◆ SELECTION:

---*---

Time for My Story
I feel it is time to tell my story: the story of why I became a believer in the person of Jesus Christ.
It is not a story I have shared with many people because it might paint others in a light that is not so admirable, but I realized that is not what the story is about, it is a story about me.
I feel like it is “the time” because I am tired of being a minority in a country that was founded on Christian principals. The verbal onslaughts against Christians, like we are uneducated, stupid, brain washed and need a crutch to survive are such ridiculous statements.
Most Christians who come to understand who God is later in life, that is they were not “born” into a Christian household, probably did the same as me: we never set out to “find” God, rather God set out to find us.
As bold a statement that is, that is why we are emotionally passionate, and no one can take our beliefs from us, because we know they are true and like mine, it saved my life. I would be dead without it.
I was raised in what I thought was a “normal” household; dad, mom, sister, brother, dogs even a hamster for a short time. We were sent to Sunday School and taught the basics of right and wrong and that there is a God.
God was not someone with whom I had a relationship, He was God, up in the sky, looking down and I knew I had to be “good” to please Him.

---*---

◆ PROBLEM 1: Extract the passage of the essay starting with "As bold a statement" and going on through "dead without it.".
◆ PROBLEM 2:
Answer these questions using the essay:
(a) What does the writer say would have happened without those beliefs?
(b) Where were the children sent to be taught the basics of right and wrong?
(c) Where does the writer picture God as being?
◆ PROBLEM 3: Write what comes next in the essay about coming to believe in Jesus Christ, beginning after its final sentence.
The entries that come next have no connection to the essay.

◆ Records from a data source:
---*---

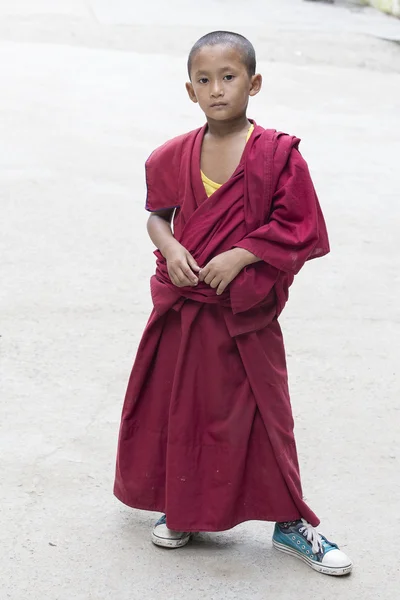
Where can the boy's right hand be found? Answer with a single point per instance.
(181, 265)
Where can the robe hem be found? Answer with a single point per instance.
(212, 528)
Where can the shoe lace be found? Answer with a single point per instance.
(312, 535)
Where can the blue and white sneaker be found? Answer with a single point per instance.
(168, 538)
(302, 540)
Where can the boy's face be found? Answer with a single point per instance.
(220, 82)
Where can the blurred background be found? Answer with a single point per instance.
(88, 90)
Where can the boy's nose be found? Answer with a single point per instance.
(217, 90)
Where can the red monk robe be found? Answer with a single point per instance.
(207, 427)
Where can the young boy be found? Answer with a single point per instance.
(207, 428)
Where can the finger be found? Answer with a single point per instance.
(209, 277)
(177, 278)
(190, 276)
(215, 282)
(184, 279)
(221, 288)
(203, 273)
(193, 264)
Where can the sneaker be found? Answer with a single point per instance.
(302, 540)
(162, 536)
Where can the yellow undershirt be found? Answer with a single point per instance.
(211, 186)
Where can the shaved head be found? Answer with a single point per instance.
(227, 38)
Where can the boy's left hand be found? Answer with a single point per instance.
(223, 269)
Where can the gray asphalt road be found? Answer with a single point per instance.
(88, 90)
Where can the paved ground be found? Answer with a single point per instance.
(88, 89)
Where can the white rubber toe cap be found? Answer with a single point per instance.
(336, 559)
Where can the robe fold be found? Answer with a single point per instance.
(207, 429)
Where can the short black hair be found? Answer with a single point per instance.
(228, 38)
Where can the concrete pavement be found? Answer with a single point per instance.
(88, 89)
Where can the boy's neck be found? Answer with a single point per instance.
(227, 128)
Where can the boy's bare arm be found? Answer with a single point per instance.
(181, 264)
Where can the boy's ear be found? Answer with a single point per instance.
(255, 84)
(190, 91)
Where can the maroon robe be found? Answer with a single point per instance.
(207, 428)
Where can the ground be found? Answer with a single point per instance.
(88, 90)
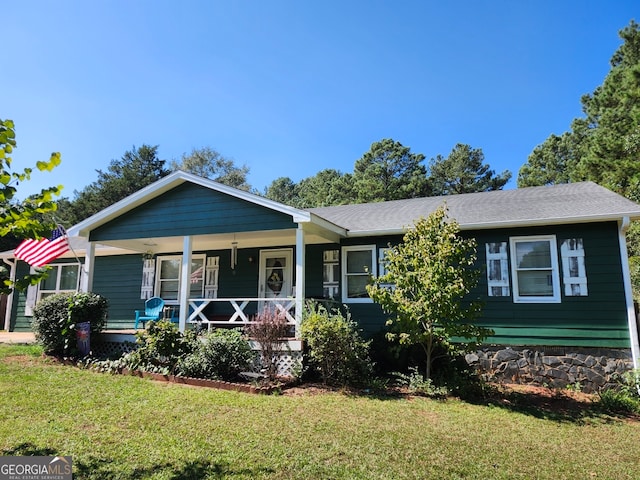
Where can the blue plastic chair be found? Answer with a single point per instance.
(153, 311)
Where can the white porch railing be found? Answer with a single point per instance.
(197, 306)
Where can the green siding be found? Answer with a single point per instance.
(596, 320)
(191, 210)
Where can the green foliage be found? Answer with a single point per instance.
(220, 355)
(427, 278)
(208, 163)
(603, 146)
(135, 170)
(269, 329)
(55, 318)
(336, 349)
(389, 171)
(27, 218)
(463, 172)
(417, 383)
(616, 401)
(160, 347)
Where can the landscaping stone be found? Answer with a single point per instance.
(592, 368)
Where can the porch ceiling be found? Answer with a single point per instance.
(258, 239)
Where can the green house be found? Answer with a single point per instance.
(554, 260)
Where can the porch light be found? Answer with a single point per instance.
(234, 254)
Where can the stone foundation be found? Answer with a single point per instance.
(592, 368)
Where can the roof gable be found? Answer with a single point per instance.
(165, 185)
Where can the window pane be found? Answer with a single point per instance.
(533, 254)
(49, 283)
(169, 290)
(197, 278)
(535, 283)
(69, 277)
(359, 261)
(356, 286)
(170, 269)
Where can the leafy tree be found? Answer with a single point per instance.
(427, 278)
(23, 219)
(283, 190)
(135, 170)
(389, 171)
(208, 163)
(463, 172)
(325, 188)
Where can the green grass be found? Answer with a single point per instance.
(131, 428)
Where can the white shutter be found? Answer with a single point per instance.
(382, 261)
(32, 297)
(574, 274)
(497, 269)
(211, 277)
(148, 274)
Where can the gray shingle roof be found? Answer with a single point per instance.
(567, 203)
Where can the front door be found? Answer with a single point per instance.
(276, 274)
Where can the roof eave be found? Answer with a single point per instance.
(510, 224)
(169, 182)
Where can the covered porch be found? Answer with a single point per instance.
(216, 255)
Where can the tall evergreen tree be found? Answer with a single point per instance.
(135, 170)
(600, 146)
(463, 172)
(389, 171)
(208, 163)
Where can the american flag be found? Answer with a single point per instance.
(38, 253)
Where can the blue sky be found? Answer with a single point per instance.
(289, 88)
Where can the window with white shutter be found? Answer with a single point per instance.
(497, 269)
(574, 274)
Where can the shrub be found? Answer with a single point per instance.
(269, 329)
(336, 349)
(624, 396)
(55, 318)
(161, 345)
(220, 355)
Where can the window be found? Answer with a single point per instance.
(358, 265)
(330, 273)
(168, 274)
(62, 278)
(534, 266)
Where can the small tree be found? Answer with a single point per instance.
(27, 218)
(427, 277)
(269, 329)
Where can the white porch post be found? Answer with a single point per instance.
(626, 276)
(300, 267)
(86, 273)
(185, 282)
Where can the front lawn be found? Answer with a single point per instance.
(127, 427)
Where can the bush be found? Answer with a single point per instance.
(624, 396)
(55, 318)
(161, 346)
(336, 349)
(218, 355)
(269, 329)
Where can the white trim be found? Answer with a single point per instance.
(374, 267)
(628, 293)
(502, 257)
(555, 271)
(574, 273)
(177, 178)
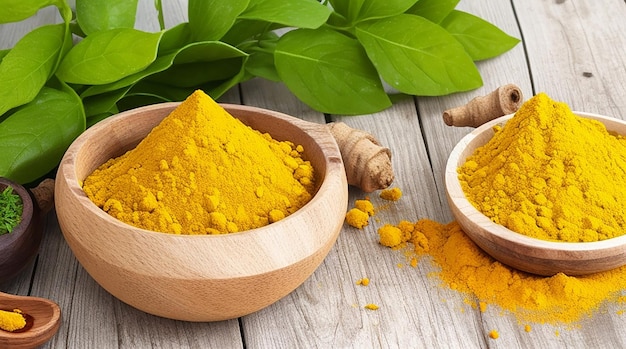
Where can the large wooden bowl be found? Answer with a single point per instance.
(517, 250)
(200, 278)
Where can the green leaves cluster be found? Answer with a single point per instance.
(11, 207)
(335, 56)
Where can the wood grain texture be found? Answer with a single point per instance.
(561, 41)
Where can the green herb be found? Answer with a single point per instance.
(10, 210)
(335, 55)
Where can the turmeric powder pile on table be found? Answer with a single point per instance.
(466, 268)
(202, 171)
(550, 174)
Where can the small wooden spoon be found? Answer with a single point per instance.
(43, 318)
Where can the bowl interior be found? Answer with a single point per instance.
(200, 277)
(120, 137)
(517, 250)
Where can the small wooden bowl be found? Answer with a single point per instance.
(200, 278)
(517, 250)
(19, 248)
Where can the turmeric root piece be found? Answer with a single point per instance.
(502, 101)
(367, 163)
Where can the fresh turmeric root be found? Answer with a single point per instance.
(367, 163)
(504, 100)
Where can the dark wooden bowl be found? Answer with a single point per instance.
(19, 248)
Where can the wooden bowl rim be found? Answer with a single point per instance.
(305, 126)
(574, 250)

---*---

◆ RESULT 1:
As bold a statement that is, that is why we are emotionally passionate, and no one can take our beliefs from us, because we know they are true and like mine, it saved my life. I would be dead without it.

◆ RESULT 2:
(a) The writer would be dead.
(b) Sunday School.
(c) Up in the sky, looking down.

◆ RESULT 3:
When I married an alcoholic, I had no idea how to handle it. I could not perceive that if my husband loved me, why he would not stop drinking. I had never seen my dad drunk, we did not party like perhaps a lot of the world did. Dad and I made wine together and mom and dad enjoyed a drink now and then, but it did not prepare me for the other world.
The other world was a world where families sadly have a hereditary link to be drawn to alcohol, it pulls them in. Their behaviour changes when they drink, they lose track of time, often morals wane, and they lose themselves in the process. It is an addiction and like all addictions, it controls them, they are powerless to control it; they usually believe otherwise.
The drinking and behaviour changes made for a very uncertain life. I was not sure when it would happen, how drunk people would be, what could/would set them off; it was a life of walking on the edge all the time. Every encounter would leave me standing there feeling so crazy, crazier than them, and yet I had not touched any alcohol. What was wrong with ME?
I tried to be a good wife, I tried everything I knew to be “good enough” to get my husband to change. Nothing helped. It got to the point where I wanted to die. I cannot tell you how many times I wanted to be “courageous” enough to end it all, it was only much later that I realized that that was “selfish and cowardly, not at all - courageous”.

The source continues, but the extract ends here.